[DATA]
- Opening Delimiter -
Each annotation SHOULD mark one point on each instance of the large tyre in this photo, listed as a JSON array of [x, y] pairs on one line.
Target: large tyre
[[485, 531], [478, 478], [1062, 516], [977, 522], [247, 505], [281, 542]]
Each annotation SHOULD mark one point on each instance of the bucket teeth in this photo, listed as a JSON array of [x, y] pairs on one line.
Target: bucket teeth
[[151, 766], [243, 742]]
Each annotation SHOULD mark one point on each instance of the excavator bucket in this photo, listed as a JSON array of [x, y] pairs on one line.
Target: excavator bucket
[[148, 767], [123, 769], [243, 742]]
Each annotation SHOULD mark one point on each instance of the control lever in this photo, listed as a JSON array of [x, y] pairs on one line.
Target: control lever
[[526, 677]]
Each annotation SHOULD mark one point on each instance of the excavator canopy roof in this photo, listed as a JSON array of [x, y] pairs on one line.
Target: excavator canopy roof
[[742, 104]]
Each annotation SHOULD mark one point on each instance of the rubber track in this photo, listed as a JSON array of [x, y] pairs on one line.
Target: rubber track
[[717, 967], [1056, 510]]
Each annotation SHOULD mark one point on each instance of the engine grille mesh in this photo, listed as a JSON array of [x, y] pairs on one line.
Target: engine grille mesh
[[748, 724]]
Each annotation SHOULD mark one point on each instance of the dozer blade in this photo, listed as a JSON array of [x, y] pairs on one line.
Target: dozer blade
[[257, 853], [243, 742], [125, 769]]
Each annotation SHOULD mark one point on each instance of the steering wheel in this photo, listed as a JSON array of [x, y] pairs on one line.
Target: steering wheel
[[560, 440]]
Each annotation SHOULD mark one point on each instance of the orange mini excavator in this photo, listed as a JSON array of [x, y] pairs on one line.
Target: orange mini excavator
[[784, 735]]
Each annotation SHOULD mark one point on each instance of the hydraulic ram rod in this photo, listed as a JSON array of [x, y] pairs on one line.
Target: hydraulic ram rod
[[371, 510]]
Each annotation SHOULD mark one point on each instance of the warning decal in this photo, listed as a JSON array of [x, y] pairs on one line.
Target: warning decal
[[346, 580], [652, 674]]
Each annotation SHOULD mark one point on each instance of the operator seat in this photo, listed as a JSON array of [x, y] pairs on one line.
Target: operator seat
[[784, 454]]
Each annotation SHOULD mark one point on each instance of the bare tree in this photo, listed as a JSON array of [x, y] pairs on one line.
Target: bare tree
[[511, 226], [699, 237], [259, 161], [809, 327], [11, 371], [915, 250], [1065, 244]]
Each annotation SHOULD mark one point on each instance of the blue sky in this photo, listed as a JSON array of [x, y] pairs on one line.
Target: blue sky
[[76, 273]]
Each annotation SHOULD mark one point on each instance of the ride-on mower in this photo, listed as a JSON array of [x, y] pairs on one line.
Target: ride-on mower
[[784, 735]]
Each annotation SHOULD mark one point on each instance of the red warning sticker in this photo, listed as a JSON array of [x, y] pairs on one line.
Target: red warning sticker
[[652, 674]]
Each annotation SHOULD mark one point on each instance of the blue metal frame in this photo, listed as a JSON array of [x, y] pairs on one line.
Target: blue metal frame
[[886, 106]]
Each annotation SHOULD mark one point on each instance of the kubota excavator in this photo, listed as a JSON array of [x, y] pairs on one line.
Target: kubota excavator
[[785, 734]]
- Closing Delimiter -
[TASK TO CARRY OUT]
Repeat the listing exactly, leaving nothing out.

[EXERCISE RESULT]
Each annotation SHOULD mark one point on each instance of the large tyre in this photo, listed as a JSON array of [x, y] pairs on one line.
Target: large tyre
[[485, 531], [478, 478], [1062, 516], [977, 522], [247, 505], [281, 542]]
Each annotation SHOULD mark one point on each instance of the bucket teeth in this photo, listed as a JSON array of [x, y] pairs on one line.
Target: bucket teeth
[[151, 766], [243, 742]]
Each annotation SHOULD mark one point on each instance of the excavator bucket in this photo, listed as a JSON array of [x, y] pairs on one line.
Target: excavator bucket
[[148, 767], [123, 769], [243, 742]]
Each annotation SHOULD mark one point on each instance of the control lever in this photo, listed as a JSON array of [x, y] pairs on one line.
Target: control lever
[[526, 677]]
Each annotation SHOULD mark one point on each instance of the excavator canopy roof in this photo, listed as a JSON array of [x, y] pairs on one line.
Target: excavator canopy roof
[[742, 104]]
Each annotation SHOULD mark one point on each instance of the rubber track in this photo, listed as a JSON array of [x, y] pairs on one line.
Target: rubber track
[[717, 967], [1056, 510]]
Each annotation SHOULD mark one point on each instance of the engine grille mesh in this photo, listed as a JSON array of [x, y] pairs on one line.
Target: engine grille mesh
[[748, 724]]
Each annotation SHOULD mark one point on each instance of the dozer blade in this photo, listed as a JSON array of [x, y] pairs on one line.
Target: dozer blade
[[257, 853], [243, 742], [125, 769]]
Each annotation SHOULD mark one point on each instance of the steering wheel in this photo, listed as a JSON array of [x, y] pairs on one line.
Target: steering wheel
[[560, 440]]
Each annotation SHOULD mark one point on each instance of the orange mini excavator in this photo, listed as a JSON array of [x, y] pairs on one line.
Target: orange mini excavator
[[784, 735]]
Each annotation SHOULD mark one point on each instance of the hydraulic ram rod in this photo, listed as a JSON array of [x, y] pairs on one line.
Target: hydraulic ram rod
[[371, 510]]
Each annotation SHOULD mark one point on each instance of the warning decal in this photo, listed as a JSON array of [x, y] pairs on one line.
Target: warning decal
[[346, 580], [652, 674]]
Each annotation SHOULD mark one point on each instance of the operator seat in this photo, listed as a JSON array of [x, y] pairs on one line.
Target: operator seat
[[784, 454]]
Each annotation SHOULD mark one point on each instance of the bare tree in this photo, listed as a JSON array of [x, y] pairs on one line.
Target: bare tree
[[511, 226], [699, 237], [259, 161], [809, 327], [11, 371], [915, 250], [1065, 244]]
Each annotation SHOULD mark one point on each instance of the blue sky in this photo, listed as a JSON array of [x, y] pairs on one line.
Target: blue sky
[[76, 273]]
Each annotation SHOULD mark one point on each instance of the ride-on mower in this photo, listed as a JSON array of [x, y] pairs on one line.
Target: ride-on mower
[[784, 735]]
Each annotation SHOULD mark one point on each instance of the red warning sticker in this photo, listed as a JSON array of [x, y] pairs on one line.
Target: red warning sticker
[[652, 674]]
Each annotation SHOULD mark one point on each instance of the blue metal frame in this photo, listed as a JSON array of [x, y] pairs on one line.
Target: blue metal frame
[[886, 106]]
Each annotation SHOULD mark one point on each instance of the kubota excavator in this photo, listed as a JSON array of [x, y] pairs on one line.
Target: kubota excavator
[[785, 734]]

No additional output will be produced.